• _Page text_
>> BEGIN

Ultra is useless as it is just for showing off. 8GB is enough for 4K at medium or High settings unless you can prove otherwise.

I'll have to bring to your attention the fact that people don't buy brand new "flagship" cards just to have to lower settings to get playable performance on day one! If the cards simply came with a couple more gigs of ram, this wouldn't even be worth talking about. However, it is worth talking about because games are pushing past 8gigs already, often getting close to it at 1440p. That's today. There is a Marvel comics (or whatever) game that blows past 10.5GB at 4k already using HD textures. You telling me people spending $700+ on a new "flagship" GPU won't be pissed when they get hitching because they had the audacity to use an HD texture pack in a new game?

>> END

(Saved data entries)
>> BEGIN

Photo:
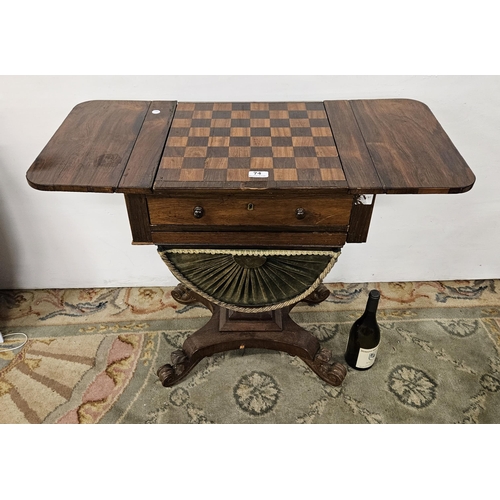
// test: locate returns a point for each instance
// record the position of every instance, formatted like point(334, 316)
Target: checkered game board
point(226, 144)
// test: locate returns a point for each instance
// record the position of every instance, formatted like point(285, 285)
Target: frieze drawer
point(312, 212)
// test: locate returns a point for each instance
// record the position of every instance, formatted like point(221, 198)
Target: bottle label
point(366, 357)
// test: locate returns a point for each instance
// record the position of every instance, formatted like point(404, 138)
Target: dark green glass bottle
point(364, 337)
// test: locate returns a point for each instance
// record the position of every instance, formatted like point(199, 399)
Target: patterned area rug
point(92, 355)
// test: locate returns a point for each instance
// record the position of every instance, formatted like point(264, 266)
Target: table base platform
point(230, 330)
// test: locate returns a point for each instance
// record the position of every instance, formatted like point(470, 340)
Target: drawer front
point(214, 211)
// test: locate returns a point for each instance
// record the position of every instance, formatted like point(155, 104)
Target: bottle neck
point(372, 303)
point(371, 306)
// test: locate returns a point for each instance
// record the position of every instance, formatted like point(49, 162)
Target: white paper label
point(258, 174)
point(366, 357)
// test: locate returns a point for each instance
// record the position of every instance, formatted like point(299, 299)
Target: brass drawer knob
point(300, 213)
point(198, 212)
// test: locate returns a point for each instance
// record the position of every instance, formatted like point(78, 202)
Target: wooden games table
point(250, 203)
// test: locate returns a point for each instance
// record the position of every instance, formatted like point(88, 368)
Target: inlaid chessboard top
point(224, 144)
point(354, 146)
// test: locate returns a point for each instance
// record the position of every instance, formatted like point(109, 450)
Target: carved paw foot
point(182, 294)
point(170, 374)
point(333, 374)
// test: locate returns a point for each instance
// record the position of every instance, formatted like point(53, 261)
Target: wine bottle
point(364, 337)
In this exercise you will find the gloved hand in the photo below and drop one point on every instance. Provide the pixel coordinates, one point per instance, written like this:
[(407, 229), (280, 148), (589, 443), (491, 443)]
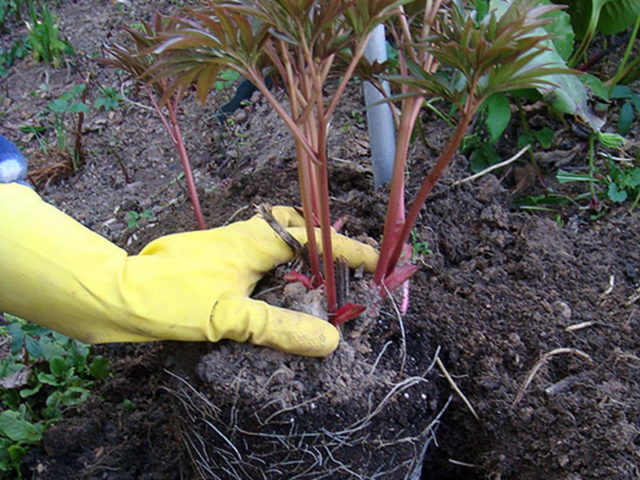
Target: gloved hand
[(189, 286), (13, 166)]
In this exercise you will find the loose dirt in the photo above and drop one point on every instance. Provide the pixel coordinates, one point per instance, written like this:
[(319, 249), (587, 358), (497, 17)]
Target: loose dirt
[(534, 318)]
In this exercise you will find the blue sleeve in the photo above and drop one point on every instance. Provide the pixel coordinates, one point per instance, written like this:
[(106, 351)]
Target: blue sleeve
[(13, 165)]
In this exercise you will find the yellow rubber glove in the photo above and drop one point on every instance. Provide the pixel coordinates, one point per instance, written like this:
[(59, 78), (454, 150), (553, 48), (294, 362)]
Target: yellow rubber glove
[(189, 286)]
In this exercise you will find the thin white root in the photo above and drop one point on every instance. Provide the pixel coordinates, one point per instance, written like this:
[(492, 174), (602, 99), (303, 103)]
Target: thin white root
[(493, 167), (457, 389), (541, 361)]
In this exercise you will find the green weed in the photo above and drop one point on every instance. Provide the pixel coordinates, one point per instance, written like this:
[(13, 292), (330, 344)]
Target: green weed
[(44, 374), (44, 37), (133, 218)]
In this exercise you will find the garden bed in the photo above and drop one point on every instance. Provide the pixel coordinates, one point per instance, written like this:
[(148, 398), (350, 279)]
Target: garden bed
[(533, 318)]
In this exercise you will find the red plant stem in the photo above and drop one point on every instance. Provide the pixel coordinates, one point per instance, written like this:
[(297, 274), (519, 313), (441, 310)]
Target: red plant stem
[(173, 127), (426, 187), (293, 128), (186, 165), (395, 212), (305, 194), (325, 221)]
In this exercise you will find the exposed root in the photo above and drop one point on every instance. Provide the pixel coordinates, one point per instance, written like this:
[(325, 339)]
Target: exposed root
[(456, 389), (541, 361), (222, 445)]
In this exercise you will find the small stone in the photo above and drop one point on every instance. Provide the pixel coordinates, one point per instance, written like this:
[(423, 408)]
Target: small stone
[(563, 310), (240, 116)]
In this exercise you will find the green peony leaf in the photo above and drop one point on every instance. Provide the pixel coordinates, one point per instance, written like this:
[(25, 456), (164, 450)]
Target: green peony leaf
[(498, 115), (616, 194), (625, 119)]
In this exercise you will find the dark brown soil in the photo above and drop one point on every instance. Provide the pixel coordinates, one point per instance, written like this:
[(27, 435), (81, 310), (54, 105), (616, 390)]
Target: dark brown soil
[(535, 321)]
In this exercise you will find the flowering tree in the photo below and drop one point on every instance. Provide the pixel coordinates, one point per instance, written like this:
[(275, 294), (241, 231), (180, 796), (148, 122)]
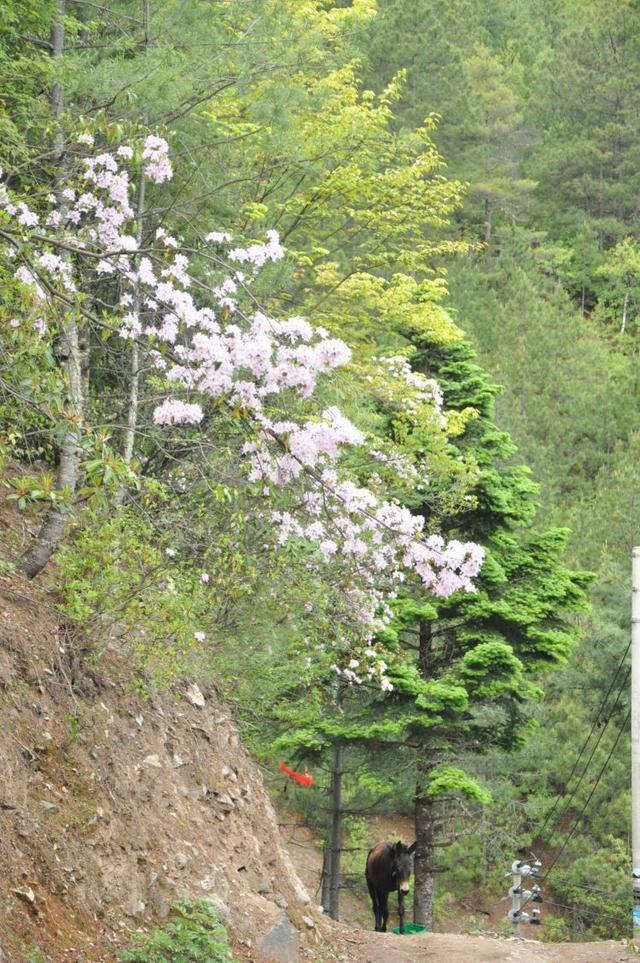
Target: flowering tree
[(209, 348)]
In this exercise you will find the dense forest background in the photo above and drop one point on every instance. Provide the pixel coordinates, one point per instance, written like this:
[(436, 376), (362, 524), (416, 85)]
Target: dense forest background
[(456, 185)]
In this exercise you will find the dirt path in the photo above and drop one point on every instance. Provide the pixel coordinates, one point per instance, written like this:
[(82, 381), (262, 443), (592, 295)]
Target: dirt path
[(456, 948)]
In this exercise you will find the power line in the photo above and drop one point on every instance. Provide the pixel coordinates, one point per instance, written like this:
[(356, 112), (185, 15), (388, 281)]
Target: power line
[(569, 835), (586, 743), (580, 815)]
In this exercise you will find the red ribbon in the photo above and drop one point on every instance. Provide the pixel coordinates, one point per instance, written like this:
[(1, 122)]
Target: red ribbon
[(305, 779)]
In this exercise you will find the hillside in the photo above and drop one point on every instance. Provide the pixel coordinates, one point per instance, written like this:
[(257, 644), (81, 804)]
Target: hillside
[(319, 444), (112, 807)]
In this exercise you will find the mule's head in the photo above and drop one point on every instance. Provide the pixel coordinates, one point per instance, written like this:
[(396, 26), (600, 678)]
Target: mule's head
[(402, 864)]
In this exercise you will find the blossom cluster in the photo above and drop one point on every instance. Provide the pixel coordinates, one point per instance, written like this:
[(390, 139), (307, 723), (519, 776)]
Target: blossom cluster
[(208, 348)]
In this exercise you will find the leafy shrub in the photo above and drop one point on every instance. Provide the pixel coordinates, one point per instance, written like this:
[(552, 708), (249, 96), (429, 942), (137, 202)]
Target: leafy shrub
[(191, 934)]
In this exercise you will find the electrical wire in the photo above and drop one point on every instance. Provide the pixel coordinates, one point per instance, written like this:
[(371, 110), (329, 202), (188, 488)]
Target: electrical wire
[(585, 744), (580, 815)]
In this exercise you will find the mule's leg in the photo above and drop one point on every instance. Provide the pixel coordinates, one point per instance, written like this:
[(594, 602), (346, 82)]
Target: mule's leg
[(401, 910), (385, 911), (374, 902)]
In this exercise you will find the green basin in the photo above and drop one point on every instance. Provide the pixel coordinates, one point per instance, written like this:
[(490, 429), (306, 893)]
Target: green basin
[(410, 928)]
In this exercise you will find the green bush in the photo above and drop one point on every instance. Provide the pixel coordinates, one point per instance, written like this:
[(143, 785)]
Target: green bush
[(192, 933)]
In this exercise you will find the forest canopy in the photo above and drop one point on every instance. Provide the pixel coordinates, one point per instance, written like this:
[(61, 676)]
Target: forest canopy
[(319, 327)]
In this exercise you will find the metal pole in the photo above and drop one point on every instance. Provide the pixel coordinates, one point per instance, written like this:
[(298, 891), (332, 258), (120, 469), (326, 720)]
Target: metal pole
[(635, 740), (516, 897)]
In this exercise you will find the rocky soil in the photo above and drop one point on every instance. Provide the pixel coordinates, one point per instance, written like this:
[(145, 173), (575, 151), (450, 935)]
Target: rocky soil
[(112, 806)]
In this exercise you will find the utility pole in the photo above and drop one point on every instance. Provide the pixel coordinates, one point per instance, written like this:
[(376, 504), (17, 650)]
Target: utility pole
[(520, 869), (635, 739)]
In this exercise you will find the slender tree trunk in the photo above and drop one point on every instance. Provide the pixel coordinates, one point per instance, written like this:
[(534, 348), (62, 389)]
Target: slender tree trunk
[(488, 226), (129, 437), (624, 311), (73, 348), (326, 874), (335, 839), (424, 886), (424, 815)]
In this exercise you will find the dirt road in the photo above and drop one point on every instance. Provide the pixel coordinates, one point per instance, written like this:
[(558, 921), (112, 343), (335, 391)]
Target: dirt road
[(366, 947)]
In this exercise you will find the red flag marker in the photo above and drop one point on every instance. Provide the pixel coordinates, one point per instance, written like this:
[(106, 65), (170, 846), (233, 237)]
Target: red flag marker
[(305, 778)]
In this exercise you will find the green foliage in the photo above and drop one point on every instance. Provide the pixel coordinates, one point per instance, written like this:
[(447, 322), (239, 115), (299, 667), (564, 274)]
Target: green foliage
[(446, 780), (192, 933), (118, 582)]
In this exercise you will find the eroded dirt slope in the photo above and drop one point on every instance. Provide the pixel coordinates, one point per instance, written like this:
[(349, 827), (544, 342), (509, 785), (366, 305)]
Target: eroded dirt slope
[(112, 806)]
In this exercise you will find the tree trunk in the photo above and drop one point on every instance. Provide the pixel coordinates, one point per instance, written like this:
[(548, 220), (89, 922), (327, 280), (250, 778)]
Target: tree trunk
[(52, 528), (74, 361), (488, 226), (335, 839), (129, 437), (423, 890), (424, 814), (326, 874), (624, 311)]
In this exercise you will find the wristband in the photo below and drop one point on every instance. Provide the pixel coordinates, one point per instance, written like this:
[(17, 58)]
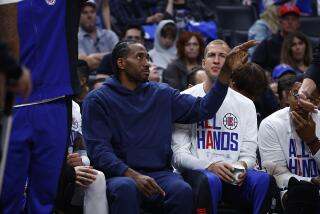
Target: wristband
[(314, 140)]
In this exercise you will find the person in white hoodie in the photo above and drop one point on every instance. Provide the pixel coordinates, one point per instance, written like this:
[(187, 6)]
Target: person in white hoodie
[(211, 147), (164, 48), (289, 147)]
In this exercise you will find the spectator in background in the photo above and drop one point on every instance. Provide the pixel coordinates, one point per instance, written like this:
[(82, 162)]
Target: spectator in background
[(213, 145), (198, 75), (190, 46), (138, 159), (264, 27), (284, 85), (296, 51), (131, 32), (130, 12), (289, 147), (267, 54), (249, 81), (83, 74), (93, 42), (164, 49)]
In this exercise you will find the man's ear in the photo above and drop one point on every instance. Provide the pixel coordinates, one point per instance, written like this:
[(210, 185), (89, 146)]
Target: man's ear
[(121, 63), (203, 63)]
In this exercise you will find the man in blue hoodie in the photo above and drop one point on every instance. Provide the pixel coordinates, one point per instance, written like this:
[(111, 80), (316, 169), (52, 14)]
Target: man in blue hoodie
[(127, 125), (48, 47)]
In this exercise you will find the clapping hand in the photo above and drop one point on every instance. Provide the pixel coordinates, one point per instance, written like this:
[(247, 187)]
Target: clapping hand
[(305, 127)]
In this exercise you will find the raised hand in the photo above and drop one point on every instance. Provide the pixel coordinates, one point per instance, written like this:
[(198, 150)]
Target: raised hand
[(148, 186), (74, 160), (234, 60)]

>> END

• _Challenges_
a – Answer these questions about the graphics card post:
(i) According to the first paragraph, what amount of memory is enough for 4K at medium or High settings?
(ii) What price is given for a new "flagship" GPU?
(iii) How much memory does the Marvel comics game exceed at 4K when using HD textures?
b – Copy out the part of the graphics card post starting with "I'll have to" and going on through "a new game?".

• _The solutions_
a –
(i) 8GB
(ii) $700+
(iii) 10.5GB

b –
I'll have to bring to your attention the fact that people don't buy brand new "flagship" cards just to have to lower settings to get playable performance on day one! If the cards simply came with a couple more gigs of ram, this wouldn't even be worth talking about. However, it is worth talking about because games are pushing past 8gigs already, often getting close to it at 1440p. That's today. There is a Marvel comics (or whatever) game that blows past 10.5GB at 4k already using HD textures. You telling me people spending $700+ on a new "flagship" GPU won't be pissed when they get hitching because they had the audacity to use an HD texture pack in a new game?